==== KUTIPAN

Minggu, 08 Agustus 2010

Pertumpahan Darah Di Tanah 'Merah'


“Kami akan berjuang hingga darah terakhir kami, tetapi tak akan memberikan seinci tanah pun pada pemerintah.”
- Abdus Samad, tokoh warga dan keagamaan dari Nandigram

Grup Salim didirikan oleh sahabat dari mantan diktator Soeharto, Sudono Salim atau yang biasa dikenal dengan nama Liem Sioe Liong. Sebelum krisis moneter melanda Asia pada tahun 1997, Grup Salim merupakan korporasi berbasis bisnis keluarga terbesar di Indonesia dengan aset mencapai US$ 10 milyar (sekitar Rp 100 trilyun). Namun pada saat krisis moneter melanda Asia pada tahun 1997 mengakibatkan nilai tukar rupiah terhadap dollar jatuh terpuruk, Grup Salim pun ikut terpuruk karena harus membayar utang-utangnya yang ikut membengkak kepada pemerintah dalam dollar.

========

SOAL LATIHAN A:
Jawab pertanyaan berikut berdasarkan kutipan tentang Grup Salim:
(i) Siapa yang mengucapkan kalimat pembuka kutipan?
(ii) Siapa pendiri Grup Salim?
(iii) Berapa nilai aset Grup Salim sebelum krisis moneter tahun 1997?

==== DATA OLAHAN

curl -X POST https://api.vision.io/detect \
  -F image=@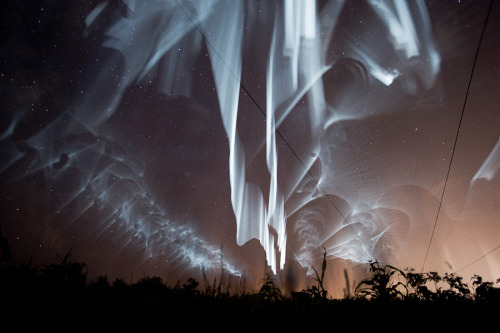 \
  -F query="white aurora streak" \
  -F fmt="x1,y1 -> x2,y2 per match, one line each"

0,0 -> 500,288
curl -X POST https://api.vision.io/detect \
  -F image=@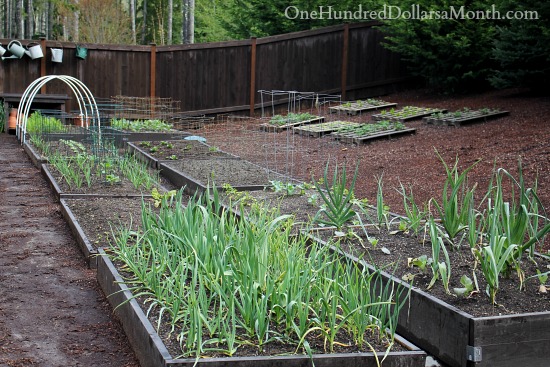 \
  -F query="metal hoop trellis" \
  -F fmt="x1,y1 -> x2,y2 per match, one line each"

16,75 -> 101,144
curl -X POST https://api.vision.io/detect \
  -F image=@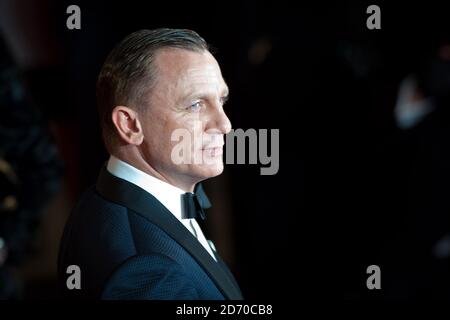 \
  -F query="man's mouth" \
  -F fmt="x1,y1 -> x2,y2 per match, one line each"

202,146 -> 223,157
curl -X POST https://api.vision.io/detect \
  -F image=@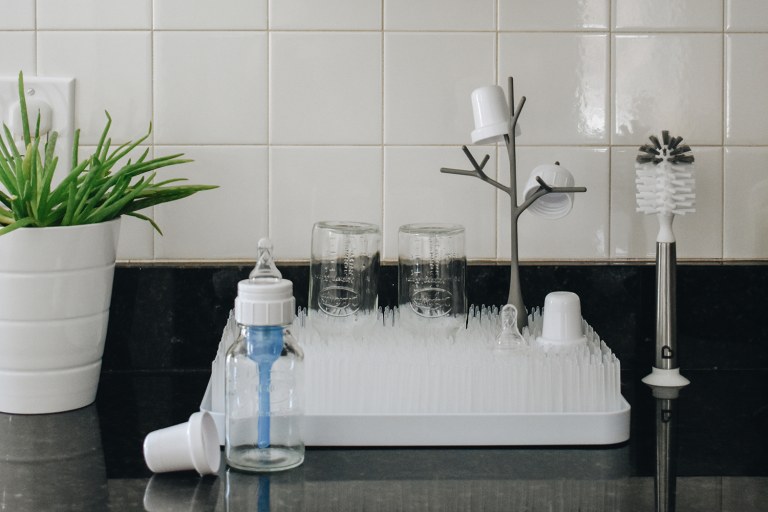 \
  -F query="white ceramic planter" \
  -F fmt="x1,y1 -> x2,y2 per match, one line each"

0,219 -> 120,414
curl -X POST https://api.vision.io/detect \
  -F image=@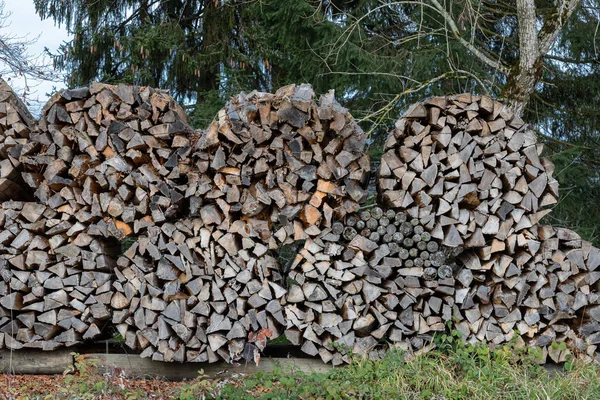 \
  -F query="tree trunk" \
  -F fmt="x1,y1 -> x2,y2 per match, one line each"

502,0 -> 581,117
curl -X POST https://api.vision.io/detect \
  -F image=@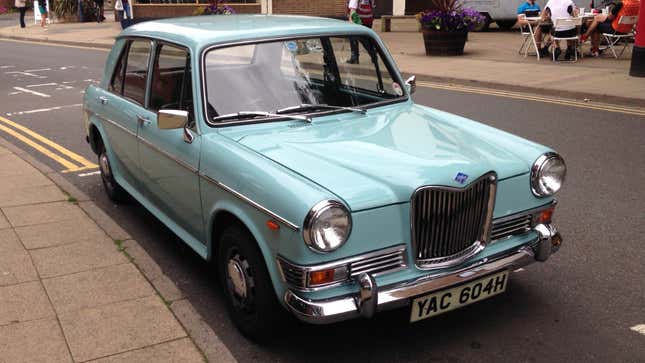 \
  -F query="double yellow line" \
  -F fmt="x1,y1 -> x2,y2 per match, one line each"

417,81 -> 645,116
0,116 -> 98,173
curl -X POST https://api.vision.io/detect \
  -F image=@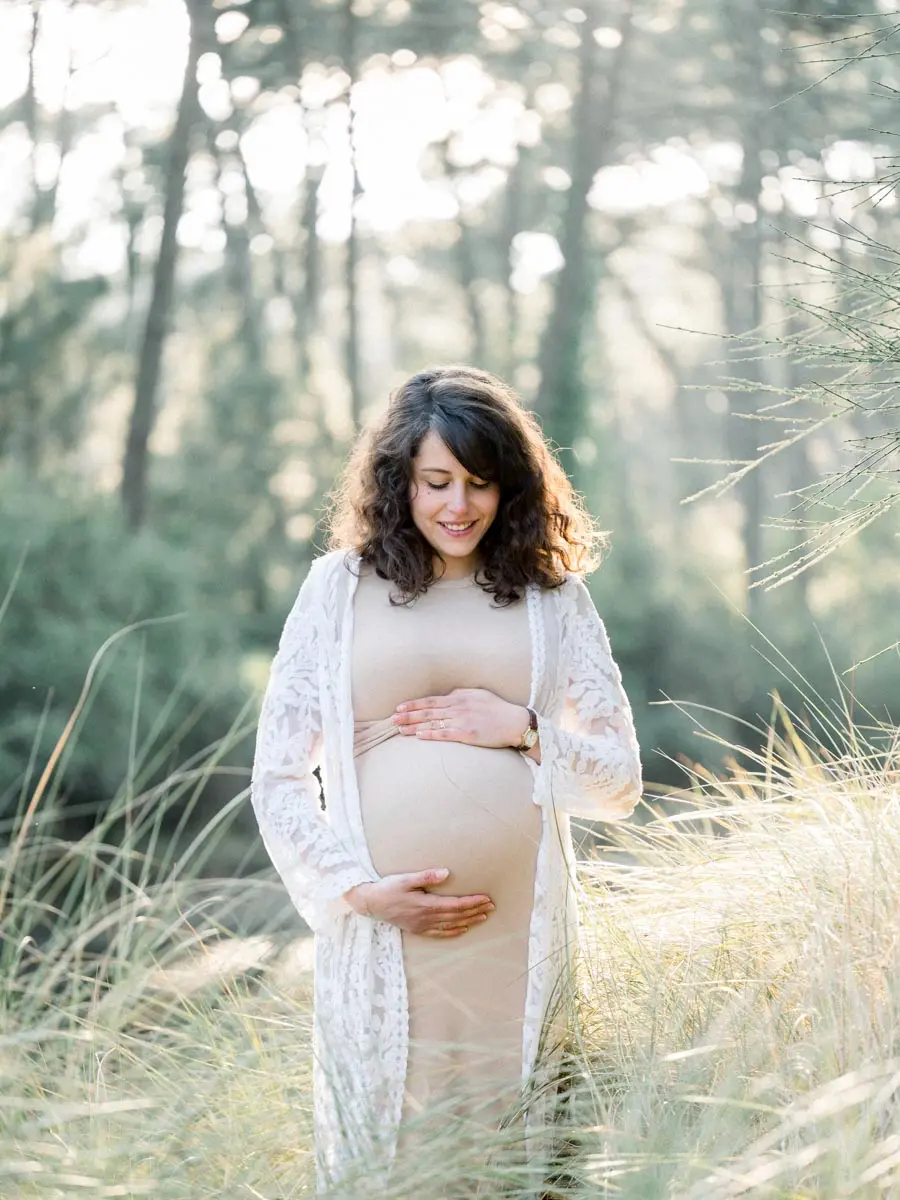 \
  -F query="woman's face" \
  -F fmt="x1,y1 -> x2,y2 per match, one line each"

409,431 -> 500,578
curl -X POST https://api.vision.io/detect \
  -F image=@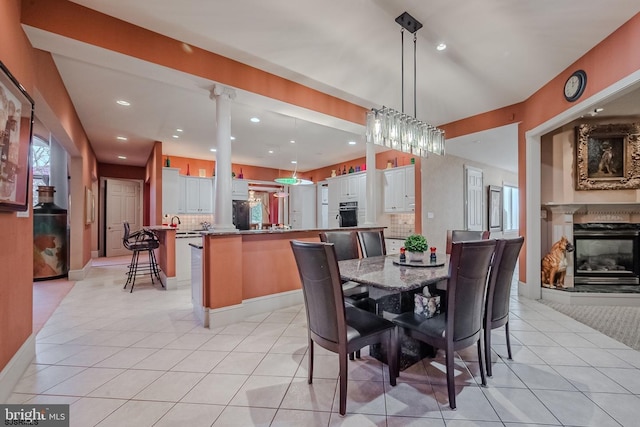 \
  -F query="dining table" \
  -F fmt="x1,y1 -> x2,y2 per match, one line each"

338,254 -> 449,370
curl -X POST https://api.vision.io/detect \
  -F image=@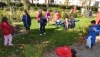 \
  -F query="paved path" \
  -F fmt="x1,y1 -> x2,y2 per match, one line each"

42,36 -> 100,57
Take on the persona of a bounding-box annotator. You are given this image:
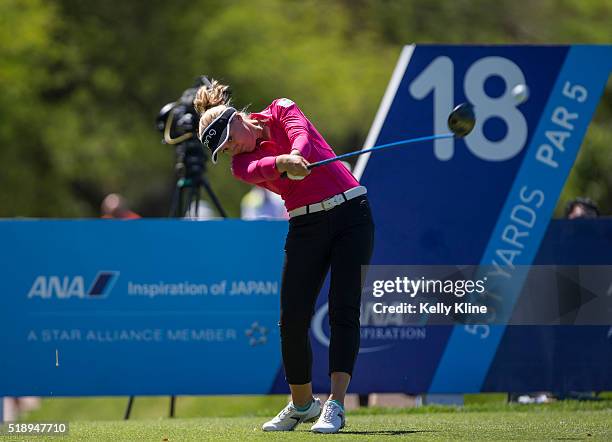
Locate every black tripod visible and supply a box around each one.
[124,139,227,420]
[169,140,227,218]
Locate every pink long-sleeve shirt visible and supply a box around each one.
[232,98,359,210]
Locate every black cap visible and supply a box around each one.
[200,107,237,164]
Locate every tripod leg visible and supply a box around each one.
[123,396,134,420]
[170,395,176,417]
[202,176,227,218]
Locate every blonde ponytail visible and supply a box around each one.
[193,80,230,115]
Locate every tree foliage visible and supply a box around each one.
[0,0,612,217]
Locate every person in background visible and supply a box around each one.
[100,193,140,219]
[565,197,599,219]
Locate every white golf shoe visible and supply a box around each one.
[310,401,345,433]
[261,398,321,431]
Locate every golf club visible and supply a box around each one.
[281,103,476,179]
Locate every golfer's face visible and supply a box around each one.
[223,114,257,156]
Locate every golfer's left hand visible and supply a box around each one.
[276,153,310,177]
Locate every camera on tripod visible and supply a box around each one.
[156,75,230,218]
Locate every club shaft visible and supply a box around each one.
[308,132,455,169]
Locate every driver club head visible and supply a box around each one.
[448,103,476,138]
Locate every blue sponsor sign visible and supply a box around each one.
[0,220,287,396]
[302,45,612,393]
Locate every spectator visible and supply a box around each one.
[100,193,140,219]
[565,197,599,219]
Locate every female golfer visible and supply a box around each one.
[194,81,374,433]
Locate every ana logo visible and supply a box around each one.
[202,129,217,148]
[28,271,119,299]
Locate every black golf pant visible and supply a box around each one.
[279,195,374,384]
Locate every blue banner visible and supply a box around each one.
[0,220,287,396]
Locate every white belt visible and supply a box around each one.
[289,186,368,218]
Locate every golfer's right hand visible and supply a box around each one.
[276,154,310,176]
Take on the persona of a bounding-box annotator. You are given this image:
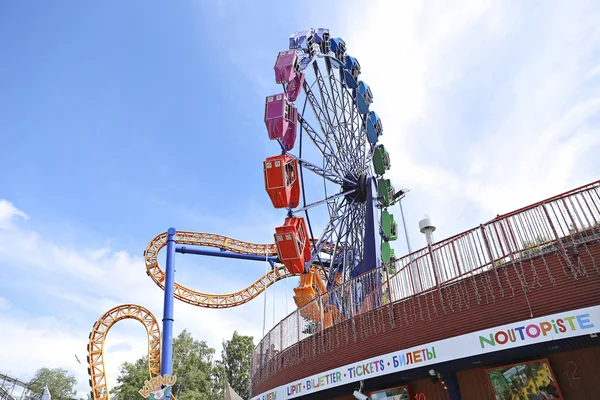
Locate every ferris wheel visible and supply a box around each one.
[263,28,399,318]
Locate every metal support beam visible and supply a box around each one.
[175,245,279,268]
[160,228,177,399]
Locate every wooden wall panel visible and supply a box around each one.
[253,242,600,398]
[408,379,449,400]
[548,347,600,400]
[456,368,494,400]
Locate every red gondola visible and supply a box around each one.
[265,93,298,150]
[263,154,300,208]
[274,217,310,274]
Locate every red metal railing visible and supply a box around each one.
[252,181,600,376]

========

SOAL LATIHAN B:
Salin persis bagian dari baris-baris data yang dimulai dengan baris berisi "Locate every blue banner" dan berakhir pada baris terakhir baris-baris data tersebut, kedua ujungnya ikut disalin. Jangan sertakan gambar dalam jawaban.

JAWABAN TUGAS A:
(i) Abdus Samad, tokoh warga dan keagamaan dari Nandigram.
(ii) Sudono Salim, yang biasa dikenal dengan nama Liem Sioe Liong.
(iii) US$ 10 milyar (sekitar Rp 100 trilyun).

JAWABAN TUGAS B:
Locate every blue banner visible and supply a box around each one.
[0,220,287,396]
Locate every white belt visible and supply a box around each one.
[289,186,368,218]
Locate every golfer's right hand visible and supply a box around each one.
[276,154,310,176]
Take on the persona of a bounding-box annotator. You are given this image:
Locate every ferris wheel visible and supply a box around each one.
[263,28,399,318]
Locate every metal support beam visible and supply a box around each one.
[175,245,279,268]
[160,228,177,399]
Locate every wooden wall panel visible and supply a box around each one.
[253,242,600,398]
[408,379,449,400]
[548,347,600,400]
[456,368,494,400]
Locate every red gondola visible and supply a box around each one.
[265,93,298,150]
[263,154,300,208]
[274,217,310,274]
Locate every red metal railing visible and supply a box around each one.
[252,181,600,376]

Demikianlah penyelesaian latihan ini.